* **What needs to be done**
Which lines in the listing below contain the word "white"? Gather every one of them and copy each in full.

___

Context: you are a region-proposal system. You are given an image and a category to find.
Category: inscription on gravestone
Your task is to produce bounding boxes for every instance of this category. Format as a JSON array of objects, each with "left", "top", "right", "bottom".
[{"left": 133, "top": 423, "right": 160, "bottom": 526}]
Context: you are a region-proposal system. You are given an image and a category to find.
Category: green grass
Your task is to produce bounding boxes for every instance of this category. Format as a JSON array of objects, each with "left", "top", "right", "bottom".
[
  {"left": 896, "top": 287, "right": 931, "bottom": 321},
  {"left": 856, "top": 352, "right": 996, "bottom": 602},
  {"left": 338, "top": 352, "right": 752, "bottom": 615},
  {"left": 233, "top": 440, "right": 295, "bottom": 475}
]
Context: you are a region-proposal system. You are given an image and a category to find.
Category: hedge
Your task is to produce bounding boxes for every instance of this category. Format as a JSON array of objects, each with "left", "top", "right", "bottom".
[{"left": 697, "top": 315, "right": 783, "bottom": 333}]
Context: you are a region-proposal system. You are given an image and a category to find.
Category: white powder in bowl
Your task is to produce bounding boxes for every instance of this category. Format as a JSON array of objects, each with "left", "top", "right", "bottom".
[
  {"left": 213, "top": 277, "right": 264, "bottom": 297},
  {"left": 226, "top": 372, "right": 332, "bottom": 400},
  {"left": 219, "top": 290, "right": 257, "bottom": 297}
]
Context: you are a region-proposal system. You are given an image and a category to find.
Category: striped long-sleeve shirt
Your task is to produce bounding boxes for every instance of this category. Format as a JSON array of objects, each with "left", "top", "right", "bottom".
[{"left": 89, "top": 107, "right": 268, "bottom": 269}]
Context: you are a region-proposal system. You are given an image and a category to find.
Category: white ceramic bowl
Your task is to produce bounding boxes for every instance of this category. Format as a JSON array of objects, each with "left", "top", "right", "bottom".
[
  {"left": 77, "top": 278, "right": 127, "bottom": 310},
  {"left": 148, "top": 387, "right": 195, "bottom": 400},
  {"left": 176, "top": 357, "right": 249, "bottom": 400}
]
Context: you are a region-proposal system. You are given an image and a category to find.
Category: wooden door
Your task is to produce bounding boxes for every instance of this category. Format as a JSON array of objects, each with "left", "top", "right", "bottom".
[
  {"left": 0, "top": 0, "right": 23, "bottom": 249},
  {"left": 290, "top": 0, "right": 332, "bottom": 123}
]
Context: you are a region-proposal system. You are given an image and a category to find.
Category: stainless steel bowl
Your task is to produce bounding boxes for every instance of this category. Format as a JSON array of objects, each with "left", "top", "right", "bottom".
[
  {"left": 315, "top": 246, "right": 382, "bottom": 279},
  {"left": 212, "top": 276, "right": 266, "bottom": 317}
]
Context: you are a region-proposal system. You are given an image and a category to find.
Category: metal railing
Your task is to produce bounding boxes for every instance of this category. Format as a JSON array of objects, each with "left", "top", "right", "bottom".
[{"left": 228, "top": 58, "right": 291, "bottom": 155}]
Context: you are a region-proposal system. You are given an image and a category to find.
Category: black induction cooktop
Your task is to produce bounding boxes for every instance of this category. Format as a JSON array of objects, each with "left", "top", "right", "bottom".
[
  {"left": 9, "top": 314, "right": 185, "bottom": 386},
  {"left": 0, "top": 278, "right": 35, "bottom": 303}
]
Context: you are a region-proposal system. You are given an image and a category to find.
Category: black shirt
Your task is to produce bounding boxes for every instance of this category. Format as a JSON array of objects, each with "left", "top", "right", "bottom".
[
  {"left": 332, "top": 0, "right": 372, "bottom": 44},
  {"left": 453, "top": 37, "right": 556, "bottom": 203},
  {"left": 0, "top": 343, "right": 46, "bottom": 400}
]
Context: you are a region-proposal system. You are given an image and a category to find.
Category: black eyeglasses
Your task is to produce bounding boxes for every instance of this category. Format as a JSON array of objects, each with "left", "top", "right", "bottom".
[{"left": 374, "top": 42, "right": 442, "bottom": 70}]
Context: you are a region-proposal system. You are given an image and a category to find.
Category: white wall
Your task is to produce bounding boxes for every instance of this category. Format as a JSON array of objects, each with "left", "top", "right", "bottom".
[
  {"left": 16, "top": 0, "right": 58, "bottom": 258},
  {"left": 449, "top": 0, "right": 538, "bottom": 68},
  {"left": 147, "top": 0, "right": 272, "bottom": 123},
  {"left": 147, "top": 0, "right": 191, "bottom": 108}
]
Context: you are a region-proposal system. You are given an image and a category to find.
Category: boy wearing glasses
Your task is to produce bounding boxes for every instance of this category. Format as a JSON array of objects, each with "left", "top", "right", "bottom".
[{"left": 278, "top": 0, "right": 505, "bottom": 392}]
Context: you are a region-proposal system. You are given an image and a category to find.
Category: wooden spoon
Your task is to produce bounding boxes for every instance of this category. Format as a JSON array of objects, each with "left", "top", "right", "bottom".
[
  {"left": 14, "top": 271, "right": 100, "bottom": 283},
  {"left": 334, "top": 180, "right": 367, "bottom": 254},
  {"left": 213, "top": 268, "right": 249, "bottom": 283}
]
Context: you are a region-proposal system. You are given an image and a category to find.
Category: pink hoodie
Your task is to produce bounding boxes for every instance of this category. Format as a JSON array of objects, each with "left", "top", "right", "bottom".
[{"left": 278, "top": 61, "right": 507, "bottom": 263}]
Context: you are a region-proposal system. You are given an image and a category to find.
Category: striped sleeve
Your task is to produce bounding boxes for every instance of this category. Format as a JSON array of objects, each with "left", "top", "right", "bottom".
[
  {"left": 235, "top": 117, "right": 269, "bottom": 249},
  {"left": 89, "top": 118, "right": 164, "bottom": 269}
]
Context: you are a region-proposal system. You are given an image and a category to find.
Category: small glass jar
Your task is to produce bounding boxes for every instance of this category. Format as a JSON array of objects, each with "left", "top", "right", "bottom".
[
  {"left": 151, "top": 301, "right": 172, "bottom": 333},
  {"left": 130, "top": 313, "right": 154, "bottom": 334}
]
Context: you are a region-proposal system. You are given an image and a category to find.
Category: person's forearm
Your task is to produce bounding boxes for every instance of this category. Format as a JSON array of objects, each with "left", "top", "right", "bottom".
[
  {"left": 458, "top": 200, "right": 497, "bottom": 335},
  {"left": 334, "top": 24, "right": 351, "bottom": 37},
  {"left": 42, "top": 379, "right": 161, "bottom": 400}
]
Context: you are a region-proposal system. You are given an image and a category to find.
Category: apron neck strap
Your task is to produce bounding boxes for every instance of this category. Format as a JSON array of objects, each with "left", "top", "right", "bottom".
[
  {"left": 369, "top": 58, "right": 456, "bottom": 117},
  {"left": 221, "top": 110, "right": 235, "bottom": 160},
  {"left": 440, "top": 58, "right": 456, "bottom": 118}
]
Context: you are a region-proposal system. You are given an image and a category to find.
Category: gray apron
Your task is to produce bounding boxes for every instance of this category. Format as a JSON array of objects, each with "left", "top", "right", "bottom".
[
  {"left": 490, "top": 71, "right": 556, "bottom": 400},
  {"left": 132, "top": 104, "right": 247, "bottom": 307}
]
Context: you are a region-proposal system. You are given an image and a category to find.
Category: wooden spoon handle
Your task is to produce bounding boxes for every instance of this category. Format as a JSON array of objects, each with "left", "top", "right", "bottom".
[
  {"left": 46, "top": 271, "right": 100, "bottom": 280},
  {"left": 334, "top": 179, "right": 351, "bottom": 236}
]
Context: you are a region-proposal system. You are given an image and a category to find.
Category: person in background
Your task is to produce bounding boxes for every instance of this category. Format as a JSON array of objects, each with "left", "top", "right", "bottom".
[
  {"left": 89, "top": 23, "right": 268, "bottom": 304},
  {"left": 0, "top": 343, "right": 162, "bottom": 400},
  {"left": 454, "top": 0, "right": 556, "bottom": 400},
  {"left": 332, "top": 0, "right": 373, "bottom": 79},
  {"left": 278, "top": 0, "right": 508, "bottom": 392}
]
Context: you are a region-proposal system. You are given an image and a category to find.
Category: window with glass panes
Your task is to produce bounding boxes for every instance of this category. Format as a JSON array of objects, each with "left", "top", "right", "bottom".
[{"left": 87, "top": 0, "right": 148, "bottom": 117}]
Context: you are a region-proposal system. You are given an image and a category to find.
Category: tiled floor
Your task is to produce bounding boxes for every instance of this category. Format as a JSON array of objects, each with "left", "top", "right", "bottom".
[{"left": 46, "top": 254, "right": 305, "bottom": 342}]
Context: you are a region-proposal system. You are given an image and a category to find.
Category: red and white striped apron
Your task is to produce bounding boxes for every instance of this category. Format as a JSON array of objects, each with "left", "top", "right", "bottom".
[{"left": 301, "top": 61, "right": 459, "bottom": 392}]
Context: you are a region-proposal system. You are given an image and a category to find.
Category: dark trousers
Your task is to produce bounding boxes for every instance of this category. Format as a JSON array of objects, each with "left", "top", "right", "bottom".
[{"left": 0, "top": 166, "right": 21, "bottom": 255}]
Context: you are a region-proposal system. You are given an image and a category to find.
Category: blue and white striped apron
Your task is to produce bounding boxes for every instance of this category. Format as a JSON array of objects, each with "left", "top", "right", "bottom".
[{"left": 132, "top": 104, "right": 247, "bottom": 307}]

___

* **Solution to the problem**
Category: white powder in bowl
Category: white ceramic bowl
Category: white wall
Category: red and white striped apron
Category: blue and white striped apron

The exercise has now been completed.